**Directive:** Nothing before the line containing "One point goes on each instance of the green background, as" belongs in the answer; quote that line and all lines after it through the end of the material, word for word.

Start of Given data

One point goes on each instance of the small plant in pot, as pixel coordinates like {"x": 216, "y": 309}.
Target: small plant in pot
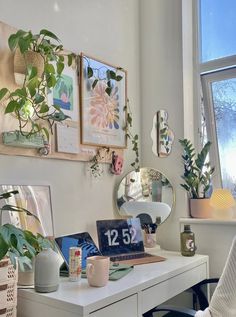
{"x": 39, "y": 60}
{"x": 20, "y": 246}
{"x": 197, "y": 178}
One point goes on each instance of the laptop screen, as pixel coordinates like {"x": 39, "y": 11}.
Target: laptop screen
{"x": 82, "y": 240}
{"x": 120, "y": 236}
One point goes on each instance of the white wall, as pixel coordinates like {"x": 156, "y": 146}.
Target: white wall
{"x": 104, "y": 29}
{"x": 162, "y": 88}
{"x": 109, "y": 30}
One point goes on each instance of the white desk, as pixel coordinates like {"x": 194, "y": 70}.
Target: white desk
{"x": 145, "y": 287}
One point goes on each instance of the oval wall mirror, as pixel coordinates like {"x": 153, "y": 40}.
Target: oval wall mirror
{"x": 146, "y": 194}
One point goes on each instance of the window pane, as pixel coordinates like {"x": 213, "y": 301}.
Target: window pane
{"x": 218, "y": 24}
{"x": 224, "y": 104}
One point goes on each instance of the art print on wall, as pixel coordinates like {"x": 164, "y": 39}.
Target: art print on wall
{"x": 103, "y": 103}
{"x": 66, "y": 93}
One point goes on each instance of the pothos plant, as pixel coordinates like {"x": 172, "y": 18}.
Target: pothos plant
{"x": 109, "y": 77}
{"x": 197, "y": 169}
{"x": 18, "y": 244}
{"x": 30, "y": 102}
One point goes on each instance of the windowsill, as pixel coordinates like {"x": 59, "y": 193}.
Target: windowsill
{"x": 208, "y": 221}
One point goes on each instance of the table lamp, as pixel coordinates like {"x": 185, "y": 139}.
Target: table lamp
{"x": 222, "y": 202}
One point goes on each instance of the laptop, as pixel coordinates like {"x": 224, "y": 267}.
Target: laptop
{"x": 122, "y": 241}
{"x": 82, "y": 240}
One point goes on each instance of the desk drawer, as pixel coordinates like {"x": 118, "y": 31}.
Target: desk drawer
{"x": 159, "y": 293}
{"x": 125, "y": 307}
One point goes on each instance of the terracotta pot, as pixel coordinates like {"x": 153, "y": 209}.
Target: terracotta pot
{"x": 21, "y": 62}
{"x": 200, "y": 208}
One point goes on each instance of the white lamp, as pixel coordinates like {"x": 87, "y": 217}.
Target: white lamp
{"x": 222, "y": 202}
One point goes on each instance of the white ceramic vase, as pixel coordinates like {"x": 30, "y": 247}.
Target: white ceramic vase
{"x": 47, "y": 266}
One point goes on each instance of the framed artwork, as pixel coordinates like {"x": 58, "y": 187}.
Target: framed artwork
{"x": 66, "y": 93}
{"x": 165, "y": 136}
{"x": 103, "y": 93}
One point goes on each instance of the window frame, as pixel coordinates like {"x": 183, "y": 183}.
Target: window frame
{"x": 204, "y": 74}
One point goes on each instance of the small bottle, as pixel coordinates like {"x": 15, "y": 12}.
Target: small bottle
{"x": 187, "y": 241}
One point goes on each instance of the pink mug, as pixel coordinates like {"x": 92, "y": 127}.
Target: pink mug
{"x": 97, "y": 270}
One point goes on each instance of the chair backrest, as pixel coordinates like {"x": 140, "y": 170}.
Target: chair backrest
{"x": 223, "y": 301}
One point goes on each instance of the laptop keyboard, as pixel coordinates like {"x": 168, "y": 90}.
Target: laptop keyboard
{"x": 129, "y": 257}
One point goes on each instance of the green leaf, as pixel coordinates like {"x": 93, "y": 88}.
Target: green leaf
{"x": 3, "y": 247}
{"x": 44, "y": 108}
{"x": 24, "y": 45}
{"x": 118, "y": 78}
{"x": 38, "y": 99}
{"x": 94, "y": 83}
{"x": 31, "y": 71}
{"x": 3, "y": 92}
{"x": 32, "y": 86}
{"x": 49, "y": 34}
{"x": 11, "y": 107}
{"x": 89, "y": 72}
{"x": 45, "y": 130}
{"x": 21, "y": 92}
{"x": 13, "y": 41}
{"x": 51, "y": 81}
{"x": 70, "y": 59}
{"x": 49, "y": 68}
{"x": 108, "y": 90}
{"x": 60, "y": 67}
{"x": 58, "y": 108}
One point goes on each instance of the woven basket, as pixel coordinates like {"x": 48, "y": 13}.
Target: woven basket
{"x": 8, "y": 289}
{"x": 21, "y": 62}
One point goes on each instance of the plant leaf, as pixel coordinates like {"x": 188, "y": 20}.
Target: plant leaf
{"x": 89, "y": 72}
{"x": 94, "y": 83}
{"x": 3, "y": 92}
{"x": 49, "y": 34}
{"x": 11, "y": 107}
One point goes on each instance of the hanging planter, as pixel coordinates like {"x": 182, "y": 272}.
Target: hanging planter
{"x": 20, "y": 65}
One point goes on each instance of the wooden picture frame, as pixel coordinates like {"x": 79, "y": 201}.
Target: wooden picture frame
{"x": 103, "y": 99}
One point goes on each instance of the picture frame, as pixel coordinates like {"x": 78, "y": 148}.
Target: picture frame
{"x": 103, "y": 103}
{"x": 36, "y": 199}
{"x": 66, "y": 93}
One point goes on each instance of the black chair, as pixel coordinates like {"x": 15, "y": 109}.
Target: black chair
{"x": 223, "y": 301}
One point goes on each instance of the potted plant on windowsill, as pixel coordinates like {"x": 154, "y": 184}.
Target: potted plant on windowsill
{"x": 197, "y": 178}
{"x": 18, "y": 245}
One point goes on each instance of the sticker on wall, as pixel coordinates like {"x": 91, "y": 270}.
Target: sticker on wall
{"x": 162, "y": 136}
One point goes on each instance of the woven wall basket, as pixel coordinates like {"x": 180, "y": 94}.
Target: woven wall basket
{"x": 200, "y": 208}
{"x": 21, "y": 62}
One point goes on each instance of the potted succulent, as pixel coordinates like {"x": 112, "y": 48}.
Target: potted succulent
{"x": 19, "y": 245}
{"x": 197, "y": 178}
{"x": 39, "y": 60}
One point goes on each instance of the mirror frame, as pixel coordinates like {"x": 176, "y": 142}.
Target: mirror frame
{"x": 133, "y": 171}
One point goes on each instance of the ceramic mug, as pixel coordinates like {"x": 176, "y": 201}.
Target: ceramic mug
{"x": 97, "y": 270}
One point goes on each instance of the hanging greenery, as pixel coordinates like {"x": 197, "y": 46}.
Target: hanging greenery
{"x": 29, "y": 102}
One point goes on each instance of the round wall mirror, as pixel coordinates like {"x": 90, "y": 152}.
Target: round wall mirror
{"x": 146, "y": 194}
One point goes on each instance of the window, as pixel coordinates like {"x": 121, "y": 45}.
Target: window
{"x": 217, "y": 53}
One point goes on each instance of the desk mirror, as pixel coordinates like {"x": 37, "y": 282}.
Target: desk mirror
{"x": 145, "y": 194}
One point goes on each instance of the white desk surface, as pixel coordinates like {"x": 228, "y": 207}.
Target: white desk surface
{"x": 81, "y": 299}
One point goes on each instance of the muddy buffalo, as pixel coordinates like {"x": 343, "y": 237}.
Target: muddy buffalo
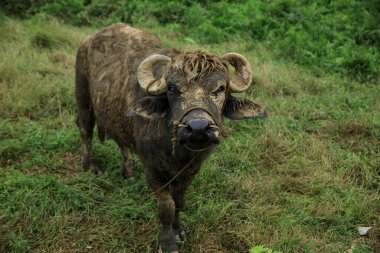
{"x": 164, "y": 105}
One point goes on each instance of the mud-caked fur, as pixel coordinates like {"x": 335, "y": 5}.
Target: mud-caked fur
{"x": 107, "y": 92}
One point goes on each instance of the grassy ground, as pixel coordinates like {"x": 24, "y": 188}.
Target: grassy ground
{"x": 300, "y": 181}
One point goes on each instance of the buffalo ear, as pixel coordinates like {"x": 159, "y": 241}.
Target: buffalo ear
{"x": 150, "y": 107}
{"x": 240, "y": 108}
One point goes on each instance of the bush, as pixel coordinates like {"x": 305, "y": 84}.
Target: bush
{"x": 336, "y": 36}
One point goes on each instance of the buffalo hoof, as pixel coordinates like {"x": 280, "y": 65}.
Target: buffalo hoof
{"x": 167, "y": 242}
{"x": 180, "y": 237}
{"x": 93, "y": 166}
{"x": 128, "y": 171}
{"x": 161, "y": 251}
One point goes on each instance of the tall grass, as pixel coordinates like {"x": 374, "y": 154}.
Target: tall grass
{"x": 300, "y": 181}
{"x": 325, "y": 36}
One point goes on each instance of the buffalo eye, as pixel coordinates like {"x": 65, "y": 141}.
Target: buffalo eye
{"x": 219, "y": 90}
{"x": 172, "y": 88}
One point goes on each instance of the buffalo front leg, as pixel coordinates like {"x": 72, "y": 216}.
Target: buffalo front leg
{"x": 178, "y": 193}
{"x": 127, "y": 169}
{"x": 166, "y": 213}
{"x": 86, "y": 122}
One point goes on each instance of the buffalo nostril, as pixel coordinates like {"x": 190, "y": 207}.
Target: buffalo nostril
{"x": 198, "y": 124}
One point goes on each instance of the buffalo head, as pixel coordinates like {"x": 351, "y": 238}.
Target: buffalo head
{"x": 193, "y": 90}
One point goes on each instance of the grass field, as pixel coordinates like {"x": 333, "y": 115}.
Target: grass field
{"x": 302, "y": 180}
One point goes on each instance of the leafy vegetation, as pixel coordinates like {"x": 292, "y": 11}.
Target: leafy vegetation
{"x": 300, "y": 181}
{"x": 325, "y": 36}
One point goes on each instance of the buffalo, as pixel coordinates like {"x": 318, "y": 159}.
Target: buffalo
{"x": 164, "y": 105}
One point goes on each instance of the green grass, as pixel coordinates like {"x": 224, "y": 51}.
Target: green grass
{"x": 300, "y": 181}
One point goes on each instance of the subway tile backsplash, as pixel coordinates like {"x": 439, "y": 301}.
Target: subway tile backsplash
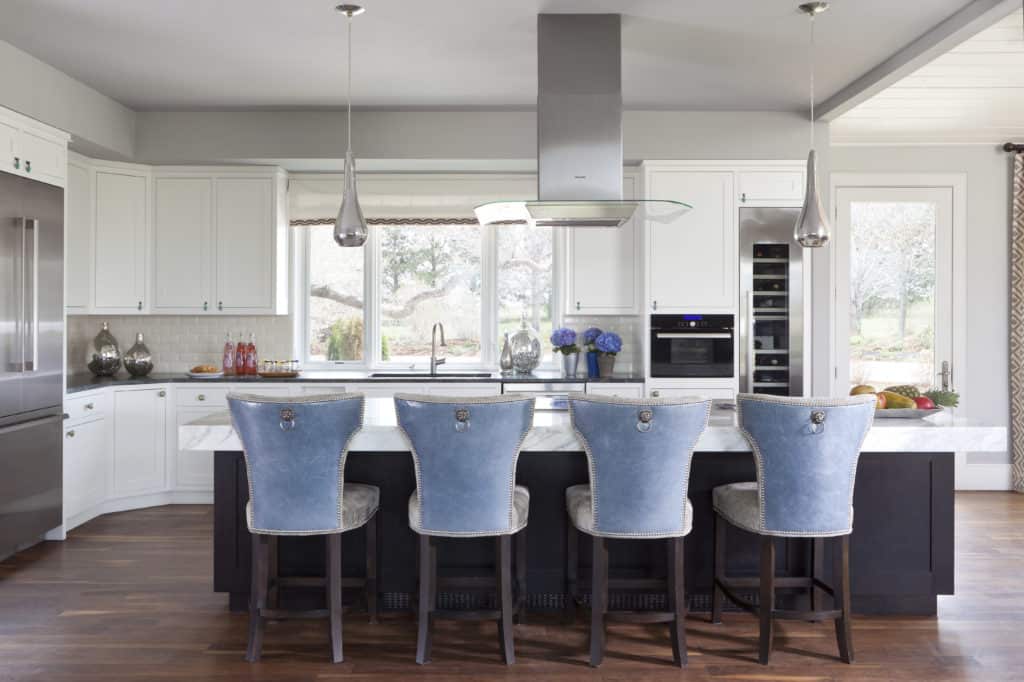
{"x": 180, "y": 342}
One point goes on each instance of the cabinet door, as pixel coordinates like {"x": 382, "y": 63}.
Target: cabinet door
{"x": 603, "y": 266}
{"x": 692, "y": 260}
{"x": 42, "y": 159}
{"x": 120, "y": 233}
{"x": 78, "y": 239}
{"x": 182, "y": 239}
{"x": 85, "y": 467}
{"x": 771, "y": 187}
{"x": 139, "y": 445}
{"x": 245, "y": 227}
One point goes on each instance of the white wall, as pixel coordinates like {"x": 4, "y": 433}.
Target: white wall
{"x": 985, "y": 379}
{"x": 99, "y": 126}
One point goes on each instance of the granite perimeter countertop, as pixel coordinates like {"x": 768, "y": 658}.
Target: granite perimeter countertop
{"x": 85, "y": 382}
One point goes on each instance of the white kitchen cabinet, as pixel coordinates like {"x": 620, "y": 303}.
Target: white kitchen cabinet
{"x": 86, "y": 467}
{"x": 771, "y": 187}
{"x": 615, "y": 390}
{"x": 691, "y": 261}
{"x": 78, "y": 237}
{"x": 32, "y": 150}
{"x": 245, "y": 244}
{"x": 182, "y": 245}
{"x": 139, "y": 440}
{"x": 120, "y": 240}
{"x": 603, "y": 265}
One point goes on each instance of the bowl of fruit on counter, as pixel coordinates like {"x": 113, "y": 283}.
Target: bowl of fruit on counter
{"x": 908, "y": 401}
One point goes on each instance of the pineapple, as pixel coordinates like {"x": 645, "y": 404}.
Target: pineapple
{"x": 905, "y": 390}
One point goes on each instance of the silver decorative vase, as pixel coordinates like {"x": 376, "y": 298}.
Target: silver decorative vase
{"x": 103, "y": 356}
{"x": 525, "y": 348}
{"x": 138, "y": 359}
{"x": 505, "y": 363}
{"x": 569, "y": 364}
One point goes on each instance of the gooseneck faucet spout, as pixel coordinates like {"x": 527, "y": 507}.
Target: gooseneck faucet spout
{"x": 434, "y": 360}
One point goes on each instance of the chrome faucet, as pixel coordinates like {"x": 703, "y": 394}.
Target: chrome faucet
{"x": 434, "y": 361}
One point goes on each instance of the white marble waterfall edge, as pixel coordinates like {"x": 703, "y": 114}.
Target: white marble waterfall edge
{"x": 552, "y": 432}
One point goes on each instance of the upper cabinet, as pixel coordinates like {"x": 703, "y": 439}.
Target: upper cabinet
{"x": 179, "y": 241}
{"x": 32, "y": 150}
{"x": 603, "y": 265}
{"x": 691, "y": 261}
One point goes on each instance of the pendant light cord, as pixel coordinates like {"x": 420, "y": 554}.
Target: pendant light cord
{"x": 811, "y": 61}
{"x": 348, "y": 85}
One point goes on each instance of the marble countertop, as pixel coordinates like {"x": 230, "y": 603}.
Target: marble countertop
{"x": 86, "y": 382}
{"x": 553, "y": 432}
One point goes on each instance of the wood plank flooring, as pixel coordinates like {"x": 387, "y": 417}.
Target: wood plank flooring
{"x": 128, "y": 597}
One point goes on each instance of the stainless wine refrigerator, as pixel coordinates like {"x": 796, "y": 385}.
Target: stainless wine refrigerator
{"x": 773, "y": 327}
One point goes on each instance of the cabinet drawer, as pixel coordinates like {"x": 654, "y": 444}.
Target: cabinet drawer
{"x": 202, "y": 396}
{"x": 86, "y": 408}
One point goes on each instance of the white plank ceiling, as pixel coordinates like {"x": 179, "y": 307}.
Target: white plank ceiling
{"x": 972, "y": 94}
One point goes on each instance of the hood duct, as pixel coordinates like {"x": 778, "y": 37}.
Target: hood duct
{"x": 580, "y": 131}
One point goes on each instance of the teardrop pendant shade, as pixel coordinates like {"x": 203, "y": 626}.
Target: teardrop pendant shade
{"x": 350, "y": 227}
{"x": 812, "y": 228}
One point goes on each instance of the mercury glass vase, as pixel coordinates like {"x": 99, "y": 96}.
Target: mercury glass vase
{"x": 525, "y": 347}
{"x": 103, "y": 356}
{"x": 569, "y": 364}
{"x": 138, "y": 359}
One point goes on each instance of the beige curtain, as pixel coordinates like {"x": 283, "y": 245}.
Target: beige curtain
{"x": 1017, "y": 326}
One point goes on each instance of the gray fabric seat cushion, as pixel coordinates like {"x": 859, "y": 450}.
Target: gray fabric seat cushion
{"x": 737, "y": 503}
{"x": 580, "y": 505}
{"x": 520, "y": 514}
{"x": 359, "y": 503}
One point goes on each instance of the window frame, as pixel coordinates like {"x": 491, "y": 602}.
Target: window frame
{"x": 372, "y": 359}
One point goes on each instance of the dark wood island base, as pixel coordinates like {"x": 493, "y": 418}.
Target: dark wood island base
{"x": 901, "y": 550}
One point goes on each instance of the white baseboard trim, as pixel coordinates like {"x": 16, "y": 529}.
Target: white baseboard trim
{"x": 129, "y": 503}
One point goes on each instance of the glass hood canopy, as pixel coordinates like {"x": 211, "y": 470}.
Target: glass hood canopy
{"x": 610, "y": 213}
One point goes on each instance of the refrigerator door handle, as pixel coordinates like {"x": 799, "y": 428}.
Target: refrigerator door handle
{"x": 30, "y": 307}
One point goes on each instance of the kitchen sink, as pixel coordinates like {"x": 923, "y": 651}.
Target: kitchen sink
{"x": 427, "y": 375}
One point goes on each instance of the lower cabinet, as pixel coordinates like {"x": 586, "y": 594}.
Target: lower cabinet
{"x": 139, "y": 440}
{"x": 86, "y": 466}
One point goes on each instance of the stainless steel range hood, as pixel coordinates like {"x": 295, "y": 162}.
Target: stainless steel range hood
{"x": 580, "y": 131}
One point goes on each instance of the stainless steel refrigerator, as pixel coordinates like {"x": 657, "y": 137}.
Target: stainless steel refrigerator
{"x": 31, "y": 359}
{"x": 773, "y": 328}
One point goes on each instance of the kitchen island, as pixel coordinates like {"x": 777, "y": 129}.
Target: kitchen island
{"x": 901, "y": 548}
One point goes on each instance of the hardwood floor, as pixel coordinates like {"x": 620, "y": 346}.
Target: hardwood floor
{"x": 128, "y": 597}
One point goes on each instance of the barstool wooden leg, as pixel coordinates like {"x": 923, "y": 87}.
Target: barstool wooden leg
{"x": 426, "y": 599}
{"x": 767, "y": 604}
{"x": 506, "y": 603}
{"x": 841, "y": 581}
{"x": 598, "y": 600}
{"x": 520, "y": 576}
{"x": 719, "y": 568}
{"x": 677, "y": 601}
{"x": 371, "y": 585}
{"x": 257, "y": 597}
{"x": 571, "y": 571}
{"x": 334, "y": 595}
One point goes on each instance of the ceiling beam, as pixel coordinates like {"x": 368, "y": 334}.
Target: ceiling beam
{"x": 976, "y": 16}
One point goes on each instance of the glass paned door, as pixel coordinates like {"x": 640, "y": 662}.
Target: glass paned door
{"x": 894, "y": 313}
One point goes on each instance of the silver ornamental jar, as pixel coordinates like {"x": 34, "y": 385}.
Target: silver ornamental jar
{"x": 138, "y": 359}
{"x": 103, "y": 356}
{"x": 525, "y": 347}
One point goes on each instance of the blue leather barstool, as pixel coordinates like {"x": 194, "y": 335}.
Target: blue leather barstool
{"x": 465, "y": 453}
{"x": 295, "y": 454}
{"x": 639, "y": 452}
{"x": 806, "y": 452}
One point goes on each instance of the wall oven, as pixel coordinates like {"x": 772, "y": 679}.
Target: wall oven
{"x": 692, "y": 346}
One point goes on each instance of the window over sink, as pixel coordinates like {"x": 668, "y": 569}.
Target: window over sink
{"x": 428, "y": 261}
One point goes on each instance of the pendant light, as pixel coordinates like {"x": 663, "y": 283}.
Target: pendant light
{"x": 350, "y": 227}
{"x": 812, "y": 228}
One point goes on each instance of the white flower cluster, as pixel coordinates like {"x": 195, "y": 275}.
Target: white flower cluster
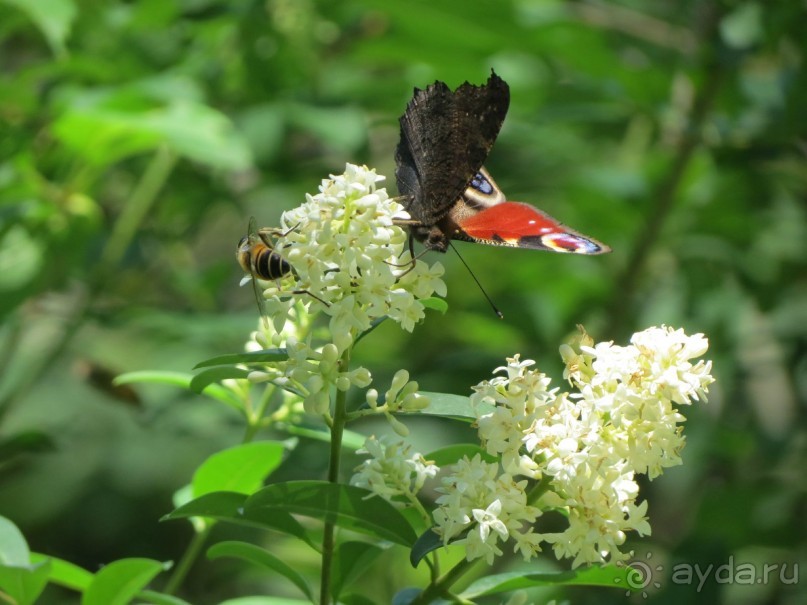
{"x": 392, "y": 472}
{"x": 350, "y": 259}
{"x": 584, "y": 448}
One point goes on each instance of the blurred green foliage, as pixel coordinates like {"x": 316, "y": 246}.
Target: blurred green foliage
{"x": 136, "y": 138}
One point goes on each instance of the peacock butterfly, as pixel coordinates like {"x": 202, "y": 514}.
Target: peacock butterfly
{"x": 445, "y": 138}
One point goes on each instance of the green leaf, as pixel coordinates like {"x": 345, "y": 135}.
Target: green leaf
{"x": 23, "y": 583}
{"x": 13, "y": 546}
{"x": 240, "y": 469}
{"x": 453, "y": 406}
{"x": 406, "y": 596}
{"x": 343, "y": 505}
{"x": 158, "y": 598}
{"x": 65, "y": 573}
{"x": 350, "y": 439}
{"x": 351, "y": 560}
{"x": 104, "y": 136}
{"x": 229, "y": 506}
{"x": 451, "y": 454}
{"x": 427, "y": 542}
{"x": 182, "y": 380}
{"x": 54, "y": 18}
{"x": 120, "y": 581}
{"x": 264, "y": 601}
{"x": 214, "y": 375}
{"x": 259, "y": 556}
{"x": 356, "y": 599}
{"x": 202, "y": 134}
{"x": 265, "y": 356}
{"x": 607, "y": 576}
{"x": 25, "y": 442}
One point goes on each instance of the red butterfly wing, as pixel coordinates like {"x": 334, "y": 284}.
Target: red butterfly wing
{"x": 484, "y": 216}
{"x": 523, "y": 226}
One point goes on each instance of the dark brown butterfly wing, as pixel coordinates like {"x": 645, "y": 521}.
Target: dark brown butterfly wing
{"x": 445, "y": 138}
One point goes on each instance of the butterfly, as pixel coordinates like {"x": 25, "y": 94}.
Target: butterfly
{"x": 445, "y": 139}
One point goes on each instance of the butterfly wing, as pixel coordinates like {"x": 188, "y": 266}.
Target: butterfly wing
{"x": 445, "y": 138}
{"x": 483, "y": 215}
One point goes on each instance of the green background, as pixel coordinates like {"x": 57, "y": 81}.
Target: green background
{"x": 136, "y": 138}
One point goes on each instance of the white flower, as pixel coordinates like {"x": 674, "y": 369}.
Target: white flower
{"x": 586, "y": 448}
{"x": 346, "y": 256}
{"x": 392, "y": 471}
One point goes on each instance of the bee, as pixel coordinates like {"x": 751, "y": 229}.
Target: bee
{"x": 257, "y": 256}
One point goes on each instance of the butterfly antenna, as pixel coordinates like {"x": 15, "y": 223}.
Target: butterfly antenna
{"x": 485, "y": 294}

End of Given data

**Exercise response:**
One point goes on each instance of the green background, as pixel coordinates like {"x": 57, "y": 81}.
Target: green background
{"x": 136, "y": 138}
One point goes on each instance of the white flower, as pixel coordinates like {"x": 674, "y": 369}.
Target: white flower
{"x": 586, "y": 448}
{"x": 346, "y": 256}
{"x": 392, "y": 471}
One point goes on each instance of the bee, as pixel coordinates like {"x": 751, "y": 229}.
Target: bee
{"x": 257, "y": 256}
One point goes on each instance of the butterfly antenna, as pixel coordinates like {"x": 15, "y": 223}.
Target: butterfly antenna
{"x": 485, "y": 294}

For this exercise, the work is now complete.